Please output exactly the run of lines that starts at the line with "In the photo above, where can the drawer knob" and ends at the last line of the records below.
-----
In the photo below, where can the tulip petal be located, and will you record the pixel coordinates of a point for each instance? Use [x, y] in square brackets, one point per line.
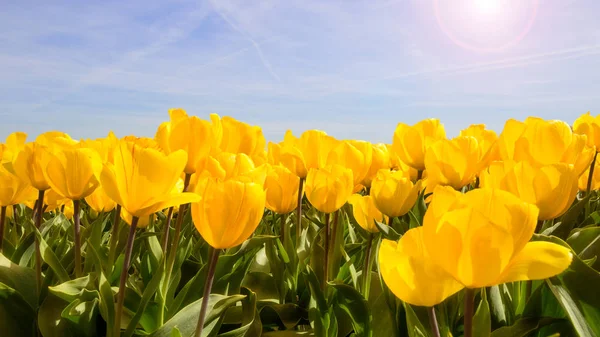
[538, 260]
[411, 275]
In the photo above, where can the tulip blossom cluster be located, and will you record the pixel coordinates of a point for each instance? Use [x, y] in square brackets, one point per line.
[485, 195]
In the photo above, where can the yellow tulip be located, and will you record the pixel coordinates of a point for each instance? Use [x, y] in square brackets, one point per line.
[56, 139]
[589, 126]
[228, 211]
[14, 143]
[282, 190]
[454, 162]
[552, 188]
[398, 165]
[487, 140]
[411, 142]
[239, 137]
[481, 238]
[410, 273]
[227, 165]
[394, 193]
[353, 154]
[309, 151]
[99, 201]
[143, 222]
[544, 142]
[365, 212]
[14, 190]
[141, 180]
[30, 163]
[105, 147]
[380, 160]
[583, 178]
[195, 136]
[73, 173]
[328, 188]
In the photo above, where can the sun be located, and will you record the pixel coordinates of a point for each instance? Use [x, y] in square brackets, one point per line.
[488, 6]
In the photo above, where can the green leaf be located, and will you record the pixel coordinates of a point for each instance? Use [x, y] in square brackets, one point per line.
[149, 292]
[263, 285]
[72, 289]
[16, 315]
[569, 219]
[586, 243]
[186, 319]
[387, 232]
[251, 325]
[524, 327]
[413, 324]
[353, 303]
[19, 278]
[482, 324]
[577, 291]
[50, 258]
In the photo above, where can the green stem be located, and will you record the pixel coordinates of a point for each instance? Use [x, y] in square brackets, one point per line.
[367, 268]
[326, 244]
[469, 304]
[114, 238]
[166, 230]
[124, 274]
[299, 212]
[38, 256]
[77, 239]
[2, 219]
[433, 322]
[214, 257]
[591, 174]
[172, 252]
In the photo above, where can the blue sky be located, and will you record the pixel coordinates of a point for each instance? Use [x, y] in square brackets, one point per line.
[352, 68]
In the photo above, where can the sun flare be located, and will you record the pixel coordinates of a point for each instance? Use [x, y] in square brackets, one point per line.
[487, 6]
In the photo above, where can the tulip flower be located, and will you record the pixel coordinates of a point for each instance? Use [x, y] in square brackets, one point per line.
[380, 160]
[542, 142]
[195, 136]
[365, 213]
[588, 125]
[13, 190]
[141, 180]
[14, 143]
[99, 201]
[454, 162]
[411, 142]
[584, 178]
[282, 189]
[73, 173]
[29, 165]
[411, 274]
[398, 165]
[355, 155]
[481, 238]
[309, 151]
[239, 137]
[226, 215]
[487, 141]
[328, 188]
[552, 188]
[56, 139]
[394, 193]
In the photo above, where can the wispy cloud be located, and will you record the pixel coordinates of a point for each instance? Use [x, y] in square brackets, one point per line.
[353, 67]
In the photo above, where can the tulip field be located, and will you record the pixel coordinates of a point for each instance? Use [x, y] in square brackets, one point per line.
[206, 229]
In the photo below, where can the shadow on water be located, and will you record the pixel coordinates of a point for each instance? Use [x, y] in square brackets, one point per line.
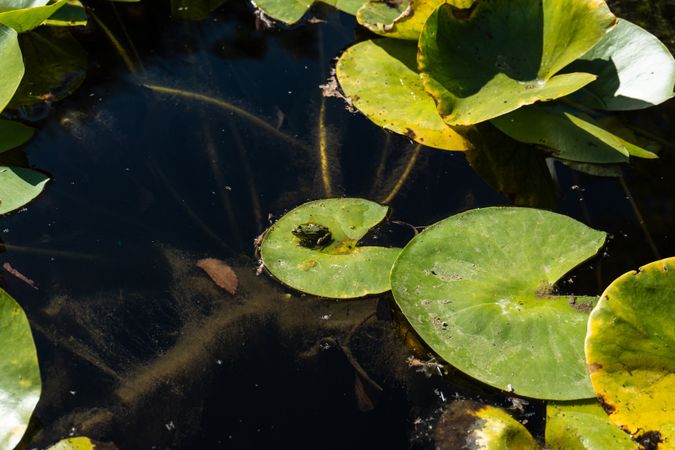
[136, 344]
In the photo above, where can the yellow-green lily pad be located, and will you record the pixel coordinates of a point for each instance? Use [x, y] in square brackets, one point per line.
[583, 426]
[330, 265]
[478, 288]
[381, 80]
[20, 384]
[630, 350]
[505, 54]
[470, 425]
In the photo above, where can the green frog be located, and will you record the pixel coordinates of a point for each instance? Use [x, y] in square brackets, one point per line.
[313, 235]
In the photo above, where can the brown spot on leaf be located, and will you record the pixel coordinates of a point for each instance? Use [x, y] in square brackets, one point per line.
[220, 273]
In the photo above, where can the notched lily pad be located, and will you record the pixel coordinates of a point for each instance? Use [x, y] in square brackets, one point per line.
[380, 78]
[583, 426]
[468, 425]
[20, 384]
[506, 54]
[630, 350]
[336, 267]
[478, 288]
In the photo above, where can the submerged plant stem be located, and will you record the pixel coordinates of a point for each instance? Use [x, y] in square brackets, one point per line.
[231, 108]
[404, 176]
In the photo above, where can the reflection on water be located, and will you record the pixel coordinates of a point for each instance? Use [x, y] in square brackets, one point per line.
[139, 347]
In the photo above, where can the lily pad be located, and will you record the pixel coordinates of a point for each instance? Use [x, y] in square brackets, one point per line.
[630, 350]
[76, 443]
[341, 268]
[24, 15]
[380, 78]
[19, 186]
[635, 70]
[290, 11]
[470, 425]
[505, 54]
[13, 134]
[11, 64]
[568, 135]
[478, 288]
[20, 383]
[583, 426]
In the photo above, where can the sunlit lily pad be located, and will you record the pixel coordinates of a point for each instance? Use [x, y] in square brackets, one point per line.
[630, 349]
[505, 54]
[568, 135]
[380, 78]
[13, 134]
[635, 70]
[290, 11]
[19, 186]
[25, 15]
[470, 425]
[11, 64]
[583, 426]
[77, 443]
[478, 288]
[337, 267]
[20, 383]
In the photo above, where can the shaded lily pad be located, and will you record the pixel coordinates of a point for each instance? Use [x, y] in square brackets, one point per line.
[18, 186]
[13, 134]
[20, 383]
[76, 443]
[24, 15]
[568, 135]
[380, 78]
[11, 64]
[583, 426]
[505, 54]
[470, 425]
[635, 70]
[478, 288]
[630, 349]
[341, 268]
[290, 11]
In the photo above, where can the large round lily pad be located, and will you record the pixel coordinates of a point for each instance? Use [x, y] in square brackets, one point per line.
[505, 54]
[470, 425]
[583, 426]
[20, 384]
[478, 288]
[381, 79]
[630, 349]
[336, 268]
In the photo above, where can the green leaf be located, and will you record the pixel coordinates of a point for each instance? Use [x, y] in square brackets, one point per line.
[290, 11]
[76, 443]
[19, 186]
[11, 64]
[72, 14]
[630, 350]
[13, 134]
[478, 288]
[583, 426]
[56, 65]
[25, 18]
[470, 425]
[342, 269]
[567, 135]
[505, 54]
[20, 383]
[635, 70]
[381, 80]
[194, 9]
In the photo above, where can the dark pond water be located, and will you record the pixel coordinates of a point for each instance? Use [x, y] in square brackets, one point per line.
[138, 347]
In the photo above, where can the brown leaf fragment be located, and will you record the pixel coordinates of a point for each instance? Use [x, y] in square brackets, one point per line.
[220, 273]
[8, 267]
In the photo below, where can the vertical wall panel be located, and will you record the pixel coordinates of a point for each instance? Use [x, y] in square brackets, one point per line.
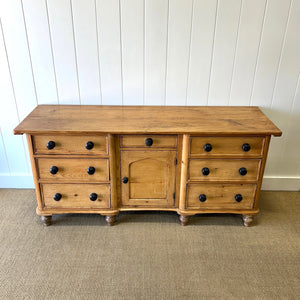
[18, 55]
[250, 29]
[61, 29]
[269, 53]
[9, 118]
[285, 87]
[36, 19]
[179, 31]
[156, 31]
[132, 25]
[85, 31]
[203, 28]
[108, 22]
[227, 23]
[289, 159]
[4, 169]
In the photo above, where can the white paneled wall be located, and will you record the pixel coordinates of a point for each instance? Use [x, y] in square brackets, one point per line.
[151, 52]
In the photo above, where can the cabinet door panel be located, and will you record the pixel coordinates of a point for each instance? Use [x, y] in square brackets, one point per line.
[151, 178]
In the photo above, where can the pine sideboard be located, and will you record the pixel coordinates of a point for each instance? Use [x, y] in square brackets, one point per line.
[107, 159]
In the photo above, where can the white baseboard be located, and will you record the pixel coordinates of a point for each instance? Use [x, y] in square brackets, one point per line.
[16, 181]
[273, 183]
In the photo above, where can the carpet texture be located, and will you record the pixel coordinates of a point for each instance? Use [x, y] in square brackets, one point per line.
[149, 255]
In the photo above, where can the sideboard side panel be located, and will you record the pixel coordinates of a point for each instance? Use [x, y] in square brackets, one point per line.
[34, 172]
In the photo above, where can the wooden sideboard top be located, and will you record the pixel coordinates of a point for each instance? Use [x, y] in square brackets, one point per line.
[206, 120]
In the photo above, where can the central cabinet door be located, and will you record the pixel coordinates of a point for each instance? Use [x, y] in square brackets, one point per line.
[148, 178]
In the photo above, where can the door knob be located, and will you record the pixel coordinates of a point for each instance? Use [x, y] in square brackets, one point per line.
[125, 180]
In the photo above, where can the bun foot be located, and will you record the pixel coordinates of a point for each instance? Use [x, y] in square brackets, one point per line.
[184, 220]
[247, 220]
[47, 220]
[110, 220]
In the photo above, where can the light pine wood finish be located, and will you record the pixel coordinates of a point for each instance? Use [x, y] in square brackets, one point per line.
[138, 141]
[70, 145]
[217, 120]
[166, 175]
[76, 195]
[151, 178]
[227, 146]
[73, 169]
[223, 170]
[220, 196]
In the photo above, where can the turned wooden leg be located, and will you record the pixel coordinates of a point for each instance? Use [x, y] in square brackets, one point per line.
[110, 220]
[247, 220]
[47, 220]
[184, 220]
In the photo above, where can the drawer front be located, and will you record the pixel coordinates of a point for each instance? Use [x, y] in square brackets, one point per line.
[71, 169]
[226, 196]
[148, 141]
[70, 144]
[76, 195]
[227, 146]
[224, 169]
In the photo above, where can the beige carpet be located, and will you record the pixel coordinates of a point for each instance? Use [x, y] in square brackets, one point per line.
[149, 255]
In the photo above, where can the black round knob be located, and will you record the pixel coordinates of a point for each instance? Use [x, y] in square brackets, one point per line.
[148, 142]
[243, 171]
[53, 170]
[238, 197]
[93, 196]
[91, 170]
[205, 171]
[202, 197]
[50, 145]
[246, 147]
[89, 145]
[57, 196]
[207, 147]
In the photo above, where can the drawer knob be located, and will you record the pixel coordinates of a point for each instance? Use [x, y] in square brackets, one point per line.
[53, 170]
[57, 196]
[91, 170]
[238, 197]
[50, 145]
[93, 196]
[205, 171]
[202, 197]
[148, 142]
[246, 147]
[89, 145]
[243, 171]
[207, 147]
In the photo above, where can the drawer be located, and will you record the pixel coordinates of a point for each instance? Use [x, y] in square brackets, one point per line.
[148, 141]
[71, 169]
[76, 195]
[70, 144]
[220, 196]
[224, 169]
[239, 146]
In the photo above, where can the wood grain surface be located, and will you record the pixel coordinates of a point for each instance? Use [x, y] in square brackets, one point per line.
-----
Exercise answer:
In the photo above, where can the drawer knob be located, and will you record the pixel coordinates of a point for each instance? Use [x, y] in square brackets, one point per line.
[53, 170]
[57, 196]
[91, 170]
[238, 197]
[50, 145]
[93, 196]
[205, 171]
[202, 197]
[148, 142]
[246, 147]
[89, 145]
[243, 171]
[207, 147]
In the photo above, where can the drawer be located, and will you record the pixel coordinates of a point for each instance? Use [x, y] in square brackets, one point per line.
[148, 141]
[71, 169]
[76, 195]
[70, 144]
[220, 196]
[224, 169]
[239, 146]
In the photo above, where can the wood grain surface be located, and will you record the pixel coordinates of a point for each instance? Use [x, y] in square brackets, one point per line.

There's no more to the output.